## TASK PROMPT
Rewrite every line of the items below, requests included, and shift each vertex coordinate in the answers by adding -95 to it.

[Segmentation data]
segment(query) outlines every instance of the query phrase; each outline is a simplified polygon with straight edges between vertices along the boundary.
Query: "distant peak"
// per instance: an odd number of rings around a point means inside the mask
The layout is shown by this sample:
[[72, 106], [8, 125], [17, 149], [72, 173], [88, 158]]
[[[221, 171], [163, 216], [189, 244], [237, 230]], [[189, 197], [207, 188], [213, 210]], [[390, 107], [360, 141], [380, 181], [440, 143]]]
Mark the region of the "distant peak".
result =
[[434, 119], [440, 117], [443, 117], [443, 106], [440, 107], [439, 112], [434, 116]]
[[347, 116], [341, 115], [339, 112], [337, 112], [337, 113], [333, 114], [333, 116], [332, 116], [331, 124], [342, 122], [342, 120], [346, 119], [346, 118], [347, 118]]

## SOLUTION BELOW
segment(query) outlines every instance of the query phrase; each outline is a simplified polygon with straight edges between vertices along the boundary.
Query: "distant peak"
// per instance: an odd number of rings around a point means inside the mask
The layout is shown by this sample:
[[72, 106], [8, 125], [17, 149], [72, 173], [88, 158]]
[[[221, 171], [163, 216], [189, 244], [237, 230]], [[189, 197], [207, 188], [213, 210]], [[390, 107], [360, 141], [380, 181], [440, 143]]]
Mark the region of the "distant peak".
result =
[[339, 24], [345, 22], [348, 22], [348, 11], [345, 12], [344, 17], [339, 21]]
[[252, 21], [246, 20], [244, 17], [242, 17], [242, 18], [238, 19], [238, 21], [237, 21], [236, 29], [247, 27], [247, 25], [251, 24], [251, 23], [252, 23]]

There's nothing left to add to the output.